2 Variable Selection

For performing the analysis, to reduce dimensionality, we focus on comorbidities that are predictive for death.

# regress death onto comorbidities and age in a logistic model 
logreg <- glm(death ~ . - bmi_all + (bmi_all >= 25), data = data, 
                family = "binomial")
# get the coefficients
lr_coef <- summary(logreg)$coefficients
# order the variables by coefficient size
lr_coef <- lr_coef[order(lr_coef[, 1], decreasing = TRUE), ]

# focus on comorbidities that (significantly) increase mortality 
sel <- lr_coef[, 1] > 0 & lr_coef[, 4] < 0.05
cmb_sel <- setdiff(rownames(lr_coef)[sel], c("age"))

Purely for the purposes of getting the results faster in the classroom, we will use only the top five comorbidities, while you can run a larger experiment with more time.

# data <- data[1:1000] # subset for now!

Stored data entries
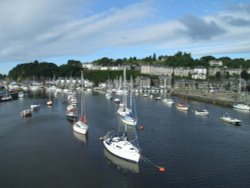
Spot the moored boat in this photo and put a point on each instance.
(26, 113)
(182, 107)
(229, 119)
(121, 147)
(202, 112)
(242, 106)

[Exercise instructions]
1. According to the variable selection text, how many comorbidities will be used to get results faster in the classroom?
2. Print the part of the variable selection text between "# get the coefficients" and "with more time.", inclusive.
3. Why does the variable selection text focus the analysis on comorbidities that are predictive for death?
The material has no role here.

[Solution list]
1. The top five comorbidities.

2.
# get the coefficients
lr_coef <- summary(logreg)$coefficients
# order the variables by coefficient size
lr_coef <- lr_coef[order(lr_coef[, 1], decreasing = TRUE), ]

# focus on comorbidities that (significantly) increase mortality 
sel <- lr_coef[, 1] > 0 & lr_coef[, 4] < 0.05
cmb_sel <- setdiff(rownames(lr_coef)[sel], c("age"))

Purely for the purposes of getting the results faster in the classroom, we will use only the top five comorbidities, while you can run a larger experiment with more time.

3. It focuses on those comorbidities to reduce dimensionality for the analysis.